— Begin Raw records —

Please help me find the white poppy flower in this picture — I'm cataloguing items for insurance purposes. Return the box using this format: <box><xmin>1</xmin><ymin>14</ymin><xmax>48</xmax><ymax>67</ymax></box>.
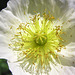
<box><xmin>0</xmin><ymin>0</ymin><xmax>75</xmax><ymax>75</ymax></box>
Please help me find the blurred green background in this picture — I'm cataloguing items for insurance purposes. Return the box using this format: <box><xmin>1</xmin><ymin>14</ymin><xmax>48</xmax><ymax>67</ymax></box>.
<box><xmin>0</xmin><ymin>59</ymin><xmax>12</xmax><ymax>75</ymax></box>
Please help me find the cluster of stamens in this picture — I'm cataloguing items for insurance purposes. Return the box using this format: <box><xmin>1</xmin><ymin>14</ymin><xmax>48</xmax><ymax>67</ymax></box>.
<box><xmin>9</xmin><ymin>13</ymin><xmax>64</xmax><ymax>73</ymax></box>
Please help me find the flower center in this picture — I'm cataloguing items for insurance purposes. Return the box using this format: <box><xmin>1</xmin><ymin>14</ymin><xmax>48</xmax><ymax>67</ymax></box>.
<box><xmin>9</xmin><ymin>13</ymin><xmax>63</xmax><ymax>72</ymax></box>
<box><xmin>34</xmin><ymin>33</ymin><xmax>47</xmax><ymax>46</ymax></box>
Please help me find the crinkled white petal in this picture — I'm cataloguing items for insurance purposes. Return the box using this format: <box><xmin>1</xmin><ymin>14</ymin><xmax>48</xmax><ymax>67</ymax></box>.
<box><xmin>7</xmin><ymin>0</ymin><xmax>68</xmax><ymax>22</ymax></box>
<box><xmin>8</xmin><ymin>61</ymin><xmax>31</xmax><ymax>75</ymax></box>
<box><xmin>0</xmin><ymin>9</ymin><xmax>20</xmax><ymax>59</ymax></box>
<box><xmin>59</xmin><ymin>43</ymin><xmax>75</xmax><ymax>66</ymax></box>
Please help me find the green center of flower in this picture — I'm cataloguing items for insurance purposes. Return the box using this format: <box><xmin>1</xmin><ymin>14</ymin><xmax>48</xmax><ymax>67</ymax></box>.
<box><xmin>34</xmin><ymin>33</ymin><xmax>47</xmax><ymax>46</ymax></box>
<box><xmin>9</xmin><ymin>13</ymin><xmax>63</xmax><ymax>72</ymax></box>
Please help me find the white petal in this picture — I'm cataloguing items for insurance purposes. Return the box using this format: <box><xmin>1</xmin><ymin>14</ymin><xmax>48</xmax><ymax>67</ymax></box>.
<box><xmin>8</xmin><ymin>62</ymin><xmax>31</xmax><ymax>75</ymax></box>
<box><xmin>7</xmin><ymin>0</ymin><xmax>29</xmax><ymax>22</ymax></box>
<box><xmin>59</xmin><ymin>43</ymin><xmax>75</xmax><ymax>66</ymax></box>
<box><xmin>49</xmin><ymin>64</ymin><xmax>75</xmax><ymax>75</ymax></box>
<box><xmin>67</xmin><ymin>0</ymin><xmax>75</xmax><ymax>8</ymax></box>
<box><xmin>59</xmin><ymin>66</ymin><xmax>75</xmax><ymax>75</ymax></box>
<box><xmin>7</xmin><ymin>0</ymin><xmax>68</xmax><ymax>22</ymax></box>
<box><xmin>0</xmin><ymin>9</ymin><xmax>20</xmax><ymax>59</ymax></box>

— End Raw records —
— Begin Raw records —

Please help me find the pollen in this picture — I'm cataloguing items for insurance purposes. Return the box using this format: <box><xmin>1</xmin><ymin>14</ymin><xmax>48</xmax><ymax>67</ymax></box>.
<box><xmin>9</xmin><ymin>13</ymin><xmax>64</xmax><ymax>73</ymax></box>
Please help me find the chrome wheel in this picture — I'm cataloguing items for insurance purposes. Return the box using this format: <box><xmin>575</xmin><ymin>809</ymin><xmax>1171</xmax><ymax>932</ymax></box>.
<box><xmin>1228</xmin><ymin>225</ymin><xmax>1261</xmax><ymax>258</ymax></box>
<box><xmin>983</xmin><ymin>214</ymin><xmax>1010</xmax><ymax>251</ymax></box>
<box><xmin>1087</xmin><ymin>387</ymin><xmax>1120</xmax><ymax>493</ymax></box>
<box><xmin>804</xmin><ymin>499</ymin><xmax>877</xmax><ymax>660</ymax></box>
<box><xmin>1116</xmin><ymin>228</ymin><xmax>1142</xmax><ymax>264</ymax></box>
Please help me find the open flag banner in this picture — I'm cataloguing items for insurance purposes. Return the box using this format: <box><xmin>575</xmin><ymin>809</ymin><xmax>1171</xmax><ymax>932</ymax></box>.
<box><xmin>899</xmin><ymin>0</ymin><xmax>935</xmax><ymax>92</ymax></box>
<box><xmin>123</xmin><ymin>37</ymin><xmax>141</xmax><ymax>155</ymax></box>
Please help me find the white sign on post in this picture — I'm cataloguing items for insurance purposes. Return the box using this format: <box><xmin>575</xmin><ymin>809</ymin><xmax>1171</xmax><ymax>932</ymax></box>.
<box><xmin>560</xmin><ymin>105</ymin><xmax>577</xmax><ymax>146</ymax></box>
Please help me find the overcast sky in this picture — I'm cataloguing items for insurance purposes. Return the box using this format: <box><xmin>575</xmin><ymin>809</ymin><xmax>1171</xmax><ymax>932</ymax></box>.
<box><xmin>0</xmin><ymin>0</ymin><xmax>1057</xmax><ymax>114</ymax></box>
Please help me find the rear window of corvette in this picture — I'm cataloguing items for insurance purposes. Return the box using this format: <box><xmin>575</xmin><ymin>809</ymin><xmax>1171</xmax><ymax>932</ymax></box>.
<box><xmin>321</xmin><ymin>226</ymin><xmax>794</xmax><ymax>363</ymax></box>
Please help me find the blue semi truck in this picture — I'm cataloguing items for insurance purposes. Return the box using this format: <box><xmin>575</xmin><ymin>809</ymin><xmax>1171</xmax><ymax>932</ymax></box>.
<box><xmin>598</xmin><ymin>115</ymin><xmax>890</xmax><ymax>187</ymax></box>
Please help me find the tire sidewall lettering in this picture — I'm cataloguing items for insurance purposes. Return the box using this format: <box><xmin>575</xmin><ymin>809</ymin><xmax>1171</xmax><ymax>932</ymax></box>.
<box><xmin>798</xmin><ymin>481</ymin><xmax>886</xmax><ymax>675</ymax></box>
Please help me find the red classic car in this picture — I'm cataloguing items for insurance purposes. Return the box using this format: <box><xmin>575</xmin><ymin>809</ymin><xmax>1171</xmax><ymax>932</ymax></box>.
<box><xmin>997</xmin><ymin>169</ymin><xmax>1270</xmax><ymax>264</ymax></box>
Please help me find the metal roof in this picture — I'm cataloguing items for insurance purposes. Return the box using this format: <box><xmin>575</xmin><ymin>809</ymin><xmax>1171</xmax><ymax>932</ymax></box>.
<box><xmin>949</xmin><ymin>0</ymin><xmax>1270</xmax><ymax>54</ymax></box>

— End Raw records —
— Begin Raw records —

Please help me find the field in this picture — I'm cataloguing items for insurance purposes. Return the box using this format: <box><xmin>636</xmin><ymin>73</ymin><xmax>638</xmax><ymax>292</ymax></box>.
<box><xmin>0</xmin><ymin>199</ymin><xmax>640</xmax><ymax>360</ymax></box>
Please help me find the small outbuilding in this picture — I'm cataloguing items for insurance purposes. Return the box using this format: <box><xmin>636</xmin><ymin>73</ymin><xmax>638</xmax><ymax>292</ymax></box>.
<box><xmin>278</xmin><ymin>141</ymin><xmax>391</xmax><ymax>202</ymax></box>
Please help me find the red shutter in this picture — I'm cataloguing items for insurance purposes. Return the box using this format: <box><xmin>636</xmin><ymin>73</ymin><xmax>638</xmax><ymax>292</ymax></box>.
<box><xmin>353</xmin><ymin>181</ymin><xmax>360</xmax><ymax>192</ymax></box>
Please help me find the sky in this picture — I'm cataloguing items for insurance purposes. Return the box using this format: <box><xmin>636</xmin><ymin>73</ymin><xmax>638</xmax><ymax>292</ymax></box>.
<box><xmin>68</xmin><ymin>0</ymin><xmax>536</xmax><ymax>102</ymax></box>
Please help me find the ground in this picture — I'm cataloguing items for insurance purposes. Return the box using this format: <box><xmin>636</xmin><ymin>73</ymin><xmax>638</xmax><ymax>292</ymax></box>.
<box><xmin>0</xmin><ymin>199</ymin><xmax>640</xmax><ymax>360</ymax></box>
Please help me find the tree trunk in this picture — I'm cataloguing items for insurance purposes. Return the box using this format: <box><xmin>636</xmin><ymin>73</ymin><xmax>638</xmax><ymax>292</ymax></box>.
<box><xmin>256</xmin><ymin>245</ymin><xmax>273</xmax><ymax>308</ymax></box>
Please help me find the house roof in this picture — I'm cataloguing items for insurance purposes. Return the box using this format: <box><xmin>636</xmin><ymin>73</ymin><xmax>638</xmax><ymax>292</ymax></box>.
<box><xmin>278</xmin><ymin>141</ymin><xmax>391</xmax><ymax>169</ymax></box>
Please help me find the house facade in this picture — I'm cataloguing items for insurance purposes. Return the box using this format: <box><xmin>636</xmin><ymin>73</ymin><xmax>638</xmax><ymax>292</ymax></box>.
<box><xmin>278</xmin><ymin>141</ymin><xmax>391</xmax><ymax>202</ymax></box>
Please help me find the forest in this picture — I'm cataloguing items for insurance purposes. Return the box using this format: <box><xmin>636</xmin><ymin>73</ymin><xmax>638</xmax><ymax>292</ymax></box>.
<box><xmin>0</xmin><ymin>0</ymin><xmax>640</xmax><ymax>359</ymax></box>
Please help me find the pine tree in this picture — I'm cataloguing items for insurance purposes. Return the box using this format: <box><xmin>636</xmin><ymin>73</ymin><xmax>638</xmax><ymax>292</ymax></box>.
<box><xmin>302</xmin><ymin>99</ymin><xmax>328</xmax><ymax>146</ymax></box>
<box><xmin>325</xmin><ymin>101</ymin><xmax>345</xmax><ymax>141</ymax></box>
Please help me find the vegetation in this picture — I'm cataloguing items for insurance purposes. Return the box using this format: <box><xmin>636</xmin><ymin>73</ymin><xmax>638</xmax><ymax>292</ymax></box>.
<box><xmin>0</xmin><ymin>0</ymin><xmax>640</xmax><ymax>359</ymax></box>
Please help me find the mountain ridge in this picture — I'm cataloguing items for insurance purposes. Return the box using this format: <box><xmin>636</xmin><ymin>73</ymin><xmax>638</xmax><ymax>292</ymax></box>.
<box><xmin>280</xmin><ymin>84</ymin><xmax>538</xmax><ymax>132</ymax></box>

— End Raw records —

Which lines in the data above contain the string "petal"? Return every such line in full, counting only matches with the same capitalization.

Please help me find the crinkled white petal in this picture — I'm cataloguing items for insurance purposes. Return the box using this format: <box><xmin>1</xmin><ymin>14</ymin><xmax>48</xmax><ymax>67</ymax></box>.
Please help me find the white petal in this picture — I'm cataloguing items for insurance purposes. Return the box using this format: <box><xmin>1</xmin><ymin>14</ymin><xmax>48</xmax><ymax>67</ymax></box>.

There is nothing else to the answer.